Everything in the records must be restated exactly, apart from the pictures.
━━━━━ Records to process
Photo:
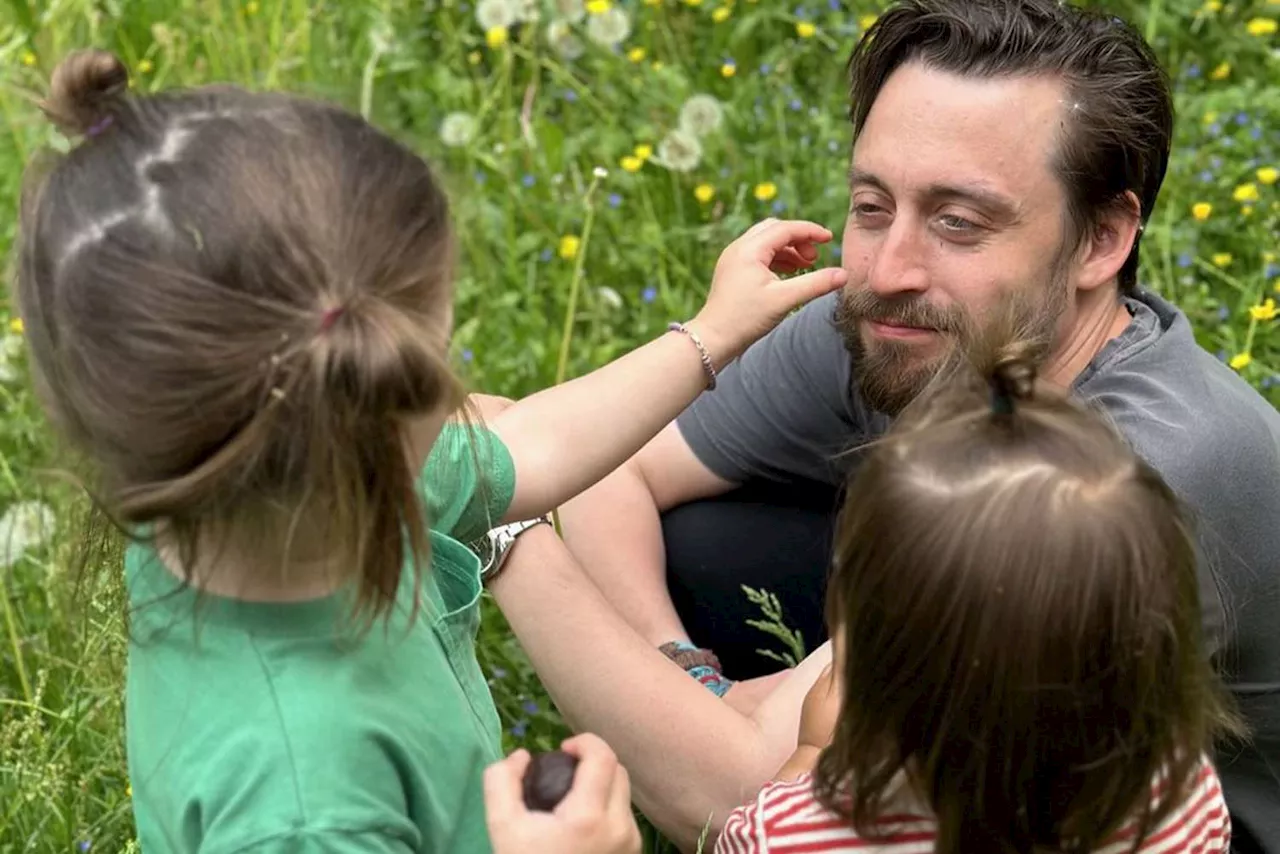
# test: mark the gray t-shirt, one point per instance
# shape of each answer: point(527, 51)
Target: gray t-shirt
point(787, 410)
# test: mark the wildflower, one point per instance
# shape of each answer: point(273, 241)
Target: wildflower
point(457, 129)
point(496, 37)
point(496, 14)
point(1246, 192)
point(1265, 311)
point(568, 246)
point(609, 27)
point(702, 114)
point(680, 151)
point(24, 525)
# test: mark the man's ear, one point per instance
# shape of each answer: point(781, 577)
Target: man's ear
point(1107, 245)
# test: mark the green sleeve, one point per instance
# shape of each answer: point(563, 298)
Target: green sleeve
point(329, 841)
point(469, 482)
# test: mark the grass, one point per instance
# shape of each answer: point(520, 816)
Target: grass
point(561, 269)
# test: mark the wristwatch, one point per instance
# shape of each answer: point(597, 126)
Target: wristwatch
point(496, 546)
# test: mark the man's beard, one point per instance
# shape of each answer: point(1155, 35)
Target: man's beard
point(890, 374)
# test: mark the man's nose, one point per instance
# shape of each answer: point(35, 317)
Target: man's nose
point(897, 263)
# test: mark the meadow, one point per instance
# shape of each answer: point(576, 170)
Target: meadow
point(598, 158)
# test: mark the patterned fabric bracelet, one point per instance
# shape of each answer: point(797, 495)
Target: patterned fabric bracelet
point(700, 663)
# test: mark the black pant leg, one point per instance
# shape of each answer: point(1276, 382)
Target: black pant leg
point(764, 537)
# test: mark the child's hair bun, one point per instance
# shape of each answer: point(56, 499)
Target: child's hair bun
point(85, 88)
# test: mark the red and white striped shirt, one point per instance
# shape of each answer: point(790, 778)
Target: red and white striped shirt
point(785, 818)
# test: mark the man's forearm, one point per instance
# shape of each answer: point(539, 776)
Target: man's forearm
point(690, 756)
point(615, 531)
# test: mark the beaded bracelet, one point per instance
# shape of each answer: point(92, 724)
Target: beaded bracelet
point(708, 366)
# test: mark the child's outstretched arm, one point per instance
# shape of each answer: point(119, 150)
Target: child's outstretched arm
point(566, 438)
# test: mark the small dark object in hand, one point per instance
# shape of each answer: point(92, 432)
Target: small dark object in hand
point(548, 779)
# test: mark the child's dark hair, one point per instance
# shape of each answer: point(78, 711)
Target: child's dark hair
point(1016, 599)
point(236, 305)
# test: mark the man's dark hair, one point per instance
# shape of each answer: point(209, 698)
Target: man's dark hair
point(1119, 123)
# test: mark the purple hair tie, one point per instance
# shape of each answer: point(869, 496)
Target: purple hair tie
point(97, 127)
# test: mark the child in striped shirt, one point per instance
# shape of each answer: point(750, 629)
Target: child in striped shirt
point(1018, 661)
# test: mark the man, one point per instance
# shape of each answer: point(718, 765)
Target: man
point(1006, 153)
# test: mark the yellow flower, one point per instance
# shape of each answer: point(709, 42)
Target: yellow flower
point(1246, 192)
point(1265, 311)
point(568, 246)
point(766, 191)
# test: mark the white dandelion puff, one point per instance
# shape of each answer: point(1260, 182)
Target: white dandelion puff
point(23, 526)
point(496, 14)
point(458, 129)
point(680, 151)
point(608, 28)
point(702, 114)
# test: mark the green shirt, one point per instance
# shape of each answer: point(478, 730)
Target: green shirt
point(277, 727)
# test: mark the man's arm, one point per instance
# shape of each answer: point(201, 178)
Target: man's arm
point(691, 758)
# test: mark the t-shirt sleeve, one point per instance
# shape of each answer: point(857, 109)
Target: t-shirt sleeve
point(781, 411)
point(467, 482)
point(329, 841)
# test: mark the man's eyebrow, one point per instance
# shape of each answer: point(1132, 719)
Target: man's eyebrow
point(996, 202)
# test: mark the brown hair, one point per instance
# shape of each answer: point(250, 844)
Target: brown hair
point(236, 304)
point(1118, 135)
point(1015, 598)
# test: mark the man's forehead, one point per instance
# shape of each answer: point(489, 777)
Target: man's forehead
point(929, 127)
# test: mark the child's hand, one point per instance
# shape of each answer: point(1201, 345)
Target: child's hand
point(748, 298)
point(594, 818)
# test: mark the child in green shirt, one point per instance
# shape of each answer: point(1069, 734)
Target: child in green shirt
point(238, 306)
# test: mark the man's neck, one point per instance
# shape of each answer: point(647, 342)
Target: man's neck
point(1098, 319)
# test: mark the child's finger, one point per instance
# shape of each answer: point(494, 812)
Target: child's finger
point(503, 788)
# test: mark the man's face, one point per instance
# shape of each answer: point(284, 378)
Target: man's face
point(954, 210)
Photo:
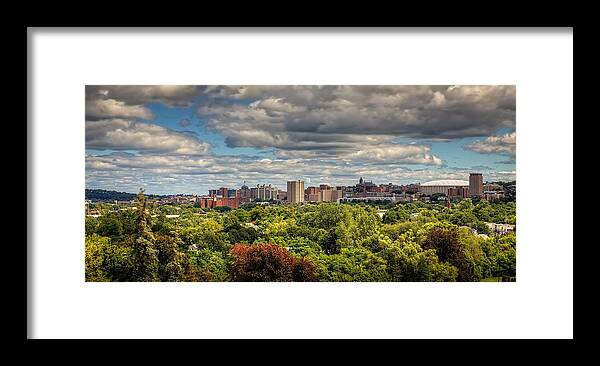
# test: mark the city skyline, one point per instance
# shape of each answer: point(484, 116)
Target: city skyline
point(189, 139)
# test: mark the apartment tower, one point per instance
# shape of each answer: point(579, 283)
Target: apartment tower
point(295, 191)
point(475, 185)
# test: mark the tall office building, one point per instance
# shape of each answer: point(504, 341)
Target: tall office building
point(295, 191)
point(475, 184)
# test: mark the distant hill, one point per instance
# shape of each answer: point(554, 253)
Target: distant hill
point(107, 196)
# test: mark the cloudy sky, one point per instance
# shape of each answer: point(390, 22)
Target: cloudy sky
point(188, 139)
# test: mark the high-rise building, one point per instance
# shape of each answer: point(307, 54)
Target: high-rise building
point(295, 191)
point(266, 192)
point(245, 194)
point(476, 184)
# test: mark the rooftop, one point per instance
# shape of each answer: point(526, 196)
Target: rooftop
point(447, 182)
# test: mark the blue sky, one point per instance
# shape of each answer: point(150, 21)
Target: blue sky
point(188, 139)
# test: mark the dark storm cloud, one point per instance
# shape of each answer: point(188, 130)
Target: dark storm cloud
point(129, 101)
point(289, 117)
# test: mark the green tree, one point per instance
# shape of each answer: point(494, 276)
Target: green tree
point(105, 261)
point(407, 261)
point(444, 239)
point(144, 251)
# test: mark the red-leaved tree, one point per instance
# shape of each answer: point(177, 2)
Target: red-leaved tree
point(268, 263)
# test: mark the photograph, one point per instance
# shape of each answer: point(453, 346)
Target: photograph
point(300, 183)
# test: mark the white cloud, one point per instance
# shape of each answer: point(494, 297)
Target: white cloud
point(109, 108)
point(119, 134)
point(300, 117)
point(504, 145)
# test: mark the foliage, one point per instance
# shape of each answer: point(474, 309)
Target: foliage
point(268, 262)
point(324, 241)
point(105, 261)
point(144, 251)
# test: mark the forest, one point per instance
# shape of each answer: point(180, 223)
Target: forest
point(328, 242)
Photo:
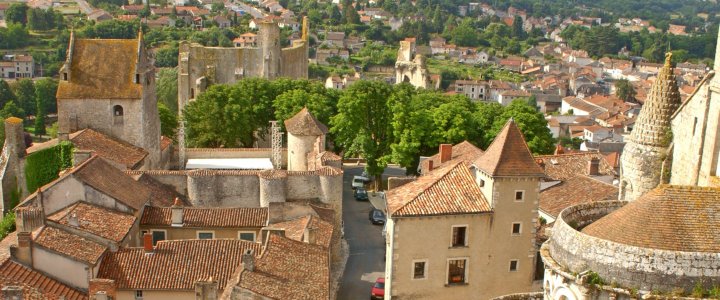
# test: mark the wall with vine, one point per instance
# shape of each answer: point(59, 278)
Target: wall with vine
point(42, 167)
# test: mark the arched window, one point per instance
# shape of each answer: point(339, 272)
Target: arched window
point(117, 111)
━━━━━━━━━━
▶ Expected answer:
Photo:
# test: mark the gray t-shirt, one point per instance
# shape of each answer: point(527, 51)
Target: gray t-shirt
point(787, 410)
# test: mark the wildflower, one point per instance
# shape of each answer: point(273, 241)
Target: wildflower
point(457, 129)
point(496, 37)
point(496, 14)
point(1246, 192)
point(1265, 311)
point(568, 246)
point(609, 27)
point(702, 114)
point(680, 151)
point(24, 525)
# test: mark the man's ear, one point per instance
# shape of each answer: point(781, 577)
Target: man's ear
point(1107, 245)
# test: mark the green sleeve, one point per instance
# shape of each answer: point(563, 298)
Target: green sleeve
point(329, 841)
point(469, 482)
# test: mark the grass, one point per instance
# shape of each answer: point(520, 816)
Target: grass
point(561, 269)
# test: mark the wristwatch, one point per instance
# shape of each answer: point(597, 126)
Target: wristwatch
point(496, 546)
# test: mark the man's beard, one point per instance
# shape of each answer: point(1155, 35)
Target: man's beard
point(890, 374)
# test: mark the man's nose, one point per instance
# shape of each answer: point(35, 317)
Target: man's nose
point(897, 263)
# test: mark the meadow, one point per instance
# shape of each answer: point(576, 170)
Target: meadow
point(598, 158)
# test: mark the patterned fabric bracelet, one point per instance
# shape of each answer: point(797, 495)
Target: patterned fabric bracelet
point(700, 663)
# test: mark the black pant leg, one point per instance
# shape of each answer: point(1276, 382)
Target: black pant leg
point(764, 537)
# test: mark the child's hair bun, one point per instance
# shape of each answer: point(56, 499)
Target: child's hair bun
point(85, 88)
# test: mark the red and white striped shirt, one point per instance
# shape of each answer: point(790, 778)
Target: red and white striped shirt
point(785, 818)
# test: mark the man's forearm, one point per instance
# shape of each answer: point(539, 776)
Target: man's forearm
point(690, 756)
point(615, 531)
# test: mark the beaded bracelet, one point per instance
# shape of each answer: point(92, 724)
Target: beaded bracelet
point(708, 366)
# test: mark the child's outstretched arm, one point per instance
# shape of each answer: point(119, 150)
Target: child's outstretched arm
point(566, 438)
# test: mark the small dark object in hand, one point per instance
# shape of each answer: point(92, 432)
Target: small dark object in hand
point(548, 779)
# test: mark the child's dark hair, one point per instance
# shape of each answer: point(78, 711)
Target: child's dark hair
point(1016, 599)
point(236, 305)
# test: mark the man's dark hair, one point per instance
# shape of each answer: point(209, 698)
Target: man's dark hair
point(1119, 123)
# test: mark the purple hair tie, one point per instance
# shape of each answer: point(869, 496)
Target: purple hair tie
point(97, 127)
# test: mark the child in striped shirt, one point per instance
# shape of each answer: point(750, 629)
Target: child in striped shirt
point(1018, 661)
# test: mark the man, one point per instance
# shape of each answer: point(718, 765)
Target: man
point(1006, 153)
# test: mark the yellow flower, one point per instance
# shape of each answer: point(709, 42)
Target: yellow flower
point(1246, 192)
point(1265, 311)
point(568, 246)
point(766, 191)
# test: mark the white dandelion puff, one point per instance
# shape of each answer: point(1260, 182)
Target: white dandelion puff
point(23, 526)
point(496, 14)
point(458, 129)
point(680, 151)
point(608, 28)
point(702, 114)
# test: mark the green shirt, one point per instance
# shape of each answer: point(478, 730)
Target: green shirt
point(277, 727)
# test: mark the man's arm, one point per instance
# shape of each answer: point(201, 178)
Target: man's arm
point(691, 758)
# test: mark the t-shirt sleeve, one point per instance
# shape of each answer: point(857, 109)
Target: t-shirt sleeve
point(781, 411)
point(467, 482)
point(329, 841)
# test: mark the man's eyebrow, one point per instance
# shape of each answer: point(1132, 719)
Target: man's eyebrow
point(996, 202)
# test: mark the brown hair, one point per instance
# shape of each answer: point(250, 844)
Target: brown hair
point(236, 304)
point(1118, 135)
point(1015, 598)
# test: mark the man's forehead, one point per instance
# shape of each answer: point(489, 777)
Target: man's forehead
point(929, 127)
# test: mark the child's hand, one point per instance
# shape of each answer: point(1201, 345)
Target: child's hand
point(748, 298)
point(594, 818)
# test: mark the child in green shirt, one point per instance
# shape of each answer: point(1069, 734)
Target: child in green shirt
point(238, 306)
# test: mark the man's neck, one point per instance
# shape of each answer: point(647, 342)
Target: man's neck
point(1098, 319)
# test: mark the child's finger, one point per instance
# shape of each answer: point(494, 812)
Target: child's finger
point(503, 788)
# test: mark the man's face, one point per instance
# shape of each answer: point(284, 378)
Target: man's face
point(954, 210)
Photo:
# test: mark the city skyline, one point per instance
# shape of each answer: point(484, 116)
Target: city skyline
point(189, 139)
# test: mark the apartment tower, one point per instance
# shape of each answer: point(579, 283)
Target: apartment tower
point(295, 191)
point(475, 185)
# test: mark the tall office building, one point per instance
# shape of each answer: point(504, 341)
Target: tall office building
point(295, 191)
point(475, 184)
# test: mark the distant hill, one point per instance
# shape of each answer: point(554, 253)
Target: distant hill
point(107, 196)
# test: mark the cloudy sky, one point per instance
# shape of each answer: point(390, 22)
Target: cloudy sky
point(188, 139)
# test: mark the high-rise building, one point per instance
# shape of each answer: point(307, 54)
Target: high-rise building
point(295, 191)
point(266, 192)
point(245, 194)
point(476, 184)
# test: mark the rooftop, one point per instance
# shape of each answer: point(526, 196)
Target: rooftop
point(447, 182)
# test: mark the blue sky, one point per instance
# shape of each answer: point(150, 21)
Target: blue sky
point(188, 139)
# test: mark the dark storm cloud, one point per instance
# shape of each answer: point(188, 130)
Target: dark storm cloud
point(129, 101)
point(289, 117)
# test: mark the green tree, one point per instance
# shape of each answer: point(494, 276)
Target: green tree
point(105, 261)
point(407, 261)
point(444, 239)
point(144, 251)
# test: mark the red-leaved tree, one point per instance
# shape of each answer: point(177, 2)
Target: red-leaved tree
point(268, 263)
# test: mark the photograph, one point per instance
# shape of each answer: point(453, 346)
Target: photograph
point(300, 183)
# test: mark the white cloud, one point per instance
# shape of each answer: point(494, 297)
Target: white cloud
point(109, 108)
point(119, 134)
point(300, 117)
point(504, 145)
# test: mark the foliage, one point per instance
# shape of each answer: point(474, 309)
Target: foliage
point(268, 262)
point(324, 241)
point(105, 261)
point(144, 251)
# test: mark the forest, one point per instance
# shape of each answer: point(180, 223)
Target: forest
point(328, 242)
Photo:
# test: mark the wall with vine, one point per instance
# shape of each answer: point(59, 278)
Target: wall with vine
point(42, 167)
# test: mark the arched window, one point per instance
# shape of each answer: point(339, 272)
Target: arched window
point(117, 111)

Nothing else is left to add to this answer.